**WHAT YOU NEED TO DO:**
Return each line of the entries that mentions the word "block".
..............................
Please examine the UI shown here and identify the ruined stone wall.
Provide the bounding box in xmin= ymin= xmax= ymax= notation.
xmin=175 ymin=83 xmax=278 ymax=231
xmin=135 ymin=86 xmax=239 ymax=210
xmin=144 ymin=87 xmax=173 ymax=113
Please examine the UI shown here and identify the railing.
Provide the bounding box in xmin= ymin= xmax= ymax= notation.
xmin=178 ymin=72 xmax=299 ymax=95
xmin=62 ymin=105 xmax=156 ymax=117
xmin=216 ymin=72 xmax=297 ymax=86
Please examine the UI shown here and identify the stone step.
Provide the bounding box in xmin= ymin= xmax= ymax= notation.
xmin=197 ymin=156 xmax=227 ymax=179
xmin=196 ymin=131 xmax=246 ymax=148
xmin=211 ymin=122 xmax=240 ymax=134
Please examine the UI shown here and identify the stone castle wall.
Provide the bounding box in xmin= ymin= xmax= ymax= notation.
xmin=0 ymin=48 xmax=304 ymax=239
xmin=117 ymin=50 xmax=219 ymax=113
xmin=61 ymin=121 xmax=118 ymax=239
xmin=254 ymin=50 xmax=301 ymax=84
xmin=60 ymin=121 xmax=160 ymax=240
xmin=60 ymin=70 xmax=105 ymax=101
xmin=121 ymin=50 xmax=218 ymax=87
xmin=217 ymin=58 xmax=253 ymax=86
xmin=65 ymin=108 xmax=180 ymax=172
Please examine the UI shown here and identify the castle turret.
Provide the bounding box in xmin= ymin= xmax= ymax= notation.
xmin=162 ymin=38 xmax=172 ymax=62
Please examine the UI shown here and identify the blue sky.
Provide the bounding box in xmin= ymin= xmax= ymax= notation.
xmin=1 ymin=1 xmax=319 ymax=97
..............................
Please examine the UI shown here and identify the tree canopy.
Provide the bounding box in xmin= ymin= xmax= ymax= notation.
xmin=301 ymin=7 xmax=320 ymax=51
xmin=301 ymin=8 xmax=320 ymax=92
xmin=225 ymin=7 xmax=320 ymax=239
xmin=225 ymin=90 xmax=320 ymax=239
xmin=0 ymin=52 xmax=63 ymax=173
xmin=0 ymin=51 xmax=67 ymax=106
..............................
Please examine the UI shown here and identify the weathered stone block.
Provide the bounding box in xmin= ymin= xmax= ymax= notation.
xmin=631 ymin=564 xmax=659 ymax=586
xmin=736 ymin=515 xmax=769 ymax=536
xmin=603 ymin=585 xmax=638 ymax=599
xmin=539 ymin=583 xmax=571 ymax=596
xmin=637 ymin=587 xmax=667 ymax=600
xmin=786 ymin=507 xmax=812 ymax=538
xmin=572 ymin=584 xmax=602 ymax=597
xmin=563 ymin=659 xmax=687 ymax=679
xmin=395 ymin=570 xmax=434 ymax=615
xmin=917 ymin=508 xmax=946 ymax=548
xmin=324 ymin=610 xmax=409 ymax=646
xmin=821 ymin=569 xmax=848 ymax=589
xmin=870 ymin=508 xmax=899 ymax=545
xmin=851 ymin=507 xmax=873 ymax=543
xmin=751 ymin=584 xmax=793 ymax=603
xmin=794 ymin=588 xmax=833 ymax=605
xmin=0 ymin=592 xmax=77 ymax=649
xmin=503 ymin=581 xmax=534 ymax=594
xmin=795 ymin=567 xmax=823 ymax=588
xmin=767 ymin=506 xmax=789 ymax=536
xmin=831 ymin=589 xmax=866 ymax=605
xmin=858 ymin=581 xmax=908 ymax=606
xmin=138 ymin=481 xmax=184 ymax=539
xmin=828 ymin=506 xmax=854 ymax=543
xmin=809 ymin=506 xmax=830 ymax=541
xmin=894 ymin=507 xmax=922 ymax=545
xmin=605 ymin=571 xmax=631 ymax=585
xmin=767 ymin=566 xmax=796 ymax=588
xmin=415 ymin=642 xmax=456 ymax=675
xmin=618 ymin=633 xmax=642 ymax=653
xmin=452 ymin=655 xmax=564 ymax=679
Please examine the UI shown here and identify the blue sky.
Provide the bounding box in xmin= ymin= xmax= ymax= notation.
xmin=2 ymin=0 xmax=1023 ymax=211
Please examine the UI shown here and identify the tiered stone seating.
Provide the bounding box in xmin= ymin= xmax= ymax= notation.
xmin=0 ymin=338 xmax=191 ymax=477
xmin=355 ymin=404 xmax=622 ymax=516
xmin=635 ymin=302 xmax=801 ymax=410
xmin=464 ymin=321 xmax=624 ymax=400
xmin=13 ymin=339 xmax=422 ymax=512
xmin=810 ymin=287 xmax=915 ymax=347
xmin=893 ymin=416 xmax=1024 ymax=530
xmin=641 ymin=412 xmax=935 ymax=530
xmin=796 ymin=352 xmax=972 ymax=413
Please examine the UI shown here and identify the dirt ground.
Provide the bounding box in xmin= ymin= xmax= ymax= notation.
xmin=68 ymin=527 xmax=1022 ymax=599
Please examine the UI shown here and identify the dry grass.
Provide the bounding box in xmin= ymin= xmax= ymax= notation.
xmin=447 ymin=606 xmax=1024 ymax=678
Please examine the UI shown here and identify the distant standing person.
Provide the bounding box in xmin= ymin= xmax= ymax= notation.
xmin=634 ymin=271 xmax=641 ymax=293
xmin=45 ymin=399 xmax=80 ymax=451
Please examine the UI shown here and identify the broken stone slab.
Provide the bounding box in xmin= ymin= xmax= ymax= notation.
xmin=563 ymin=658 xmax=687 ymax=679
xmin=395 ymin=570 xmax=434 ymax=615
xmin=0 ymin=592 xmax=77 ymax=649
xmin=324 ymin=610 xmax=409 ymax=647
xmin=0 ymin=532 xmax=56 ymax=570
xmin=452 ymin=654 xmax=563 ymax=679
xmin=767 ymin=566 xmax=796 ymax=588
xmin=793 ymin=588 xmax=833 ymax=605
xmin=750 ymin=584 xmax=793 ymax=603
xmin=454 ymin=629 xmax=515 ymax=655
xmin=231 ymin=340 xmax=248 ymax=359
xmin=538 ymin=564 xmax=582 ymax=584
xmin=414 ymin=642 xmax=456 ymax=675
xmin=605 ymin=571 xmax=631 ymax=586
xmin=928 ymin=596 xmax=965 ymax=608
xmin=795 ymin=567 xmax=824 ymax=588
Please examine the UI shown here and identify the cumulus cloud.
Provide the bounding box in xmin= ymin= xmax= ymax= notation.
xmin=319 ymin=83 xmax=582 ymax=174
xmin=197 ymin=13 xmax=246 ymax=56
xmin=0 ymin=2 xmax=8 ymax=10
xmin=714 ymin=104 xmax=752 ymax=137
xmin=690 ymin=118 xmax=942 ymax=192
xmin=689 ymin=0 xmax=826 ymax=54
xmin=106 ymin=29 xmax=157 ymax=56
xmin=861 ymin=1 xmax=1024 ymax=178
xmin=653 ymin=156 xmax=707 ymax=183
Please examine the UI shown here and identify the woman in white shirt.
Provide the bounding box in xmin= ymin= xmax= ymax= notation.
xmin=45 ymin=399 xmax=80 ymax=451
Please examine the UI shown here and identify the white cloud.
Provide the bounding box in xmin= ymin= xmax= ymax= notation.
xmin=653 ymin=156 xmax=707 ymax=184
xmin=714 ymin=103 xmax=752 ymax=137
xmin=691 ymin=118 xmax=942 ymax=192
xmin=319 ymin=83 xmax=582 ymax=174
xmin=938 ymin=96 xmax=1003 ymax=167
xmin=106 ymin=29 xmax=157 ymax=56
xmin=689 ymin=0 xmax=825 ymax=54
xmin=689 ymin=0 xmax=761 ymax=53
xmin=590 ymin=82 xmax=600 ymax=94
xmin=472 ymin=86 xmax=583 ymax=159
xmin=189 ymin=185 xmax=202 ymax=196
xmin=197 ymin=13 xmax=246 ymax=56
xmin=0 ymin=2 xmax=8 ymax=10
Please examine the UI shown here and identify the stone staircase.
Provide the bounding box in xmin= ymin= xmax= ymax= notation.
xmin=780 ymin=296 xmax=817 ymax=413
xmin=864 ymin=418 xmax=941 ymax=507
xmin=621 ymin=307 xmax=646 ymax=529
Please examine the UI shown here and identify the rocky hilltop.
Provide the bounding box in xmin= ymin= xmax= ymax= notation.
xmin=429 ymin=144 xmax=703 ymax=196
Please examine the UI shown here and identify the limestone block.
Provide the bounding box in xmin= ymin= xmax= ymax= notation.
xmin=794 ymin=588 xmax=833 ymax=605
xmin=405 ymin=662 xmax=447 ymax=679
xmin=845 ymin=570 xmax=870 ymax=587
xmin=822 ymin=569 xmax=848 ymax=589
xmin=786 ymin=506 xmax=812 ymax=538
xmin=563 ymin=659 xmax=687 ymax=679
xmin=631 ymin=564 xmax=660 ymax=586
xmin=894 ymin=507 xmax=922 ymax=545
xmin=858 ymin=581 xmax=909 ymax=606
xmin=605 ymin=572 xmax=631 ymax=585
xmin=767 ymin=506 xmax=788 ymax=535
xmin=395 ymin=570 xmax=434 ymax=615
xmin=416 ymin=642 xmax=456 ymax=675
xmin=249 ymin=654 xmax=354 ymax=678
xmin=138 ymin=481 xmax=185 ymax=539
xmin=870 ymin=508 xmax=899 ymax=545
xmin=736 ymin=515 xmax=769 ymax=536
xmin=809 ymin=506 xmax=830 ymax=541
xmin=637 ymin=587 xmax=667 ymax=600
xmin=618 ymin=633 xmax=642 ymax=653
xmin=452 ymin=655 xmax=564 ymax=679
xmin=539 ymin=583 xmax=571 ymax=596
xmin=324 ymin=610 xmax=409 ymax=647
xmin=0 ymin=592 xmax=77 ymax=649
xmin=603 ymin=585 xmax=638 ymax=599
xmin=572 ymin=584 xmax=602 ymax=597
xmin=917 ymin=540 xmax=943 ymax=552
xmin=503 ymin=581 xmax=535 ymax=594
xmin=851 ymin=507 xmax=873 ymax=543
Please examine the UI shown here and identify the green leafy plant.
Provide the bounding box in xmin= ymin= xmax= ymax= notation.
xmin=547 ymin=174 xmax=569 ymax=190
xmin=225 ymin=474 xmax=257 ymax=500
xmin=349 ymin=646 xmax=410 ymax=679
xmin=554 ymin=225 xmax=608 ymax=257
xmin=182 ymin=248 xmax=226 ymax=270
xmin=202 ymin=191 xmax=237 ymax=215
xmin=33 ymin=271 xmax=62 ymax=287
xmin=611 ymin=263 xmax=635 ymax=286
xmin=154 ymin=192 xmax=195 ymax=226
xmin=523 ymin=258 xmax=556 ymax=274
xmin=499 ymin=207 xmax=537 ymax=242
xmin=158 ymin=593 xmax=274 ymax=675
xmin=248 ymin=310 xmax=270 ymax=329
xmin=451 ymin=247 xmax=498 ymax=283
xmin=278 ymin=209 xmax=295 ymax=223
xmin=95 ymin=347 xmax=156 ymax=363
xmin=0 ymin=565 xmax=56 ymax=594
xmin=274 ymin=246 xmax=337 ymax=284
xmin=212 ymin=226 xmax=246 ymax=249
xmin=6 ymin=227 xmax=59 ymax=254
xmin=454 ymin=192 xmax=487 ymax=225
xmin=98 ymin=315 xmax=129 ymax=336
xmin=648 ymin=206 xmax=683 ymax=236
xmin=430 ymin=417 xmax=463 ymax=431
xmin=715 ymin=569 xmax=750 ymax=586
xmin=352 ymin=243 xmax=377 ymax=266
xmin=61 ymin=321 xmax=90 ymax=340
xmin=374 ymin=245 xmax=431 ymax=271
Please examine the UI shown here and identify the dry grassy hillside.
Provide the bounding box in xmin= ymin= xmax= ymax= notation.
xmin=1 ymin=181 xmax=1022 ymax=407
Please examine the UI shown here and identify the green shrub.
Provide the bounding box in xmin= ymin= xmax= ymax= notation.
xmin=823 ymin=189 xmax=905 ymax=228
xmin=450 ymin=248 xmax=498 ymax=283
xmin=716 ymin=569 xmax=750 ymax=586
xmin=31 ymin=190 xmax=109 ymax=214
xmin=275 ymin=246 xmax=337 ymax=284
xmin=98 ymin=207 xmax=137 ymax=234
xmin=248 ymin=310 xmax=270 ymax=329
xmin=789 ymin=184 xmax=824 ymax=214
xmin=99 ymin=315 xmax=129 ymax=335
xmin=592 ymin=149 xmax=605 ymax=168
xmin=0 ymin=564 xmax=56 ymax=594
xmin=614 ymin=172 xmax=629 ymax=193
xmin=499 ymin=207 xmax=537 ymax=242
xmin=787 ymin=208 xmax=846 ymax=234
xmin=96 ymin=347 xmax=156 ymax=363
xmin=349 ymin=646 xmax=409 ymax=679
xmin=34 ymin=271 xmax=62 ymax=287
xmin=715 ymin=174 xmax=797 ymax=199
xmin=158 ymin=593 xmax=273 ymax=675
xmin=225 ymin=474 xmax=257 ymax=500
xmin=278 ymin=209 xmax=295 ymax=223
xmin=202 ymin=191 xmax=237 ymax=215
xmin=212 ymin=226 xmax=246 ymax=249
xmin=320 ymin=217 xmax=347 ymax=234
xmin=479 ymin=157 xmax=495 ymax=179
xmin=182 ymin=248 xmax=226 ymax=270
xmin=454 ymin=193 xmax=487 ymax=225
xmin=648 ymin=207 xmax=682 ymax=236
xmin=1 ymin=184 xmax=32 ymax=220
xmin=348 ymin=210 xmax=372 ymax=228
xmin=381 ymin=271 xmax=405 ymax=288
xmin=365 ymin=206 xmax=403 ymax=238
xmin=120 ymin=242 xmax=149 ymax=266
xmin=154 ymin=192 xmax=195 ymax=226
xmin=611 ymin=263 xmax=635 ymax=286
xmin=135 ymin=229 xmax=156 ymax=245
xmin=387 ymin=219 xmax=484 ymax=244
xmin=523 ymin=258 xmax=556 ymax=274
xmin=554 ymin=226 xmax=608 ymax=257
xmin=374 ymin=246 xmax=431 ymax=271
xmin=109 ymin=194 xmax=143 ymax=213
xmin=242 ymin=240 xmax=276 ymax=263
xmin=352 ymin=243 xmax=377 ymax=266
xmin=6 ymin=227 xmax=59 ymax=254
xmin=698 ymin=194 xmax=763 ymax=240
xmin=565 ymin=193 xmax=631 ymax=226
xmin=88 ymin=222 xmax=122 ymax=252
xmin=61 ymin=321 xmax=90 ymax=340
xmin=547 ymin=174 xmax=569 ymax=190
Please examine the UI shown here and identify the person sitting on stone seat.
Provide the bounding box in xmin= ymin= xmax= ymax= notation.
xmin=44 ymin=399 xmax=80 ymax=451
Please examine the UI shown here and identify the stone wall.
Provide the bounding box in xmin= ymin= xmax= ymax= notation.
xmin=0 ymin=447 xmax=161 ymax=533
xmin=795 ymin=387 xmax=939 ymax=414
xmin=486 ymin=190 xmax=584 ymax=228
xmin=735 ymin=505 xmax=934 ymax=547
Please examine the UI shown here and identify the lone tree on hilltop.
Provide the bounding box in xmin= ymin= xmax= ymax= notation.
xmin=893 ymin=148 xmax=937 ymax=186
..............................
**ANSWER:**
Please examine the UI shown here and identify the weathered stone block.
Please examine the UI shown here and identify the limestone block.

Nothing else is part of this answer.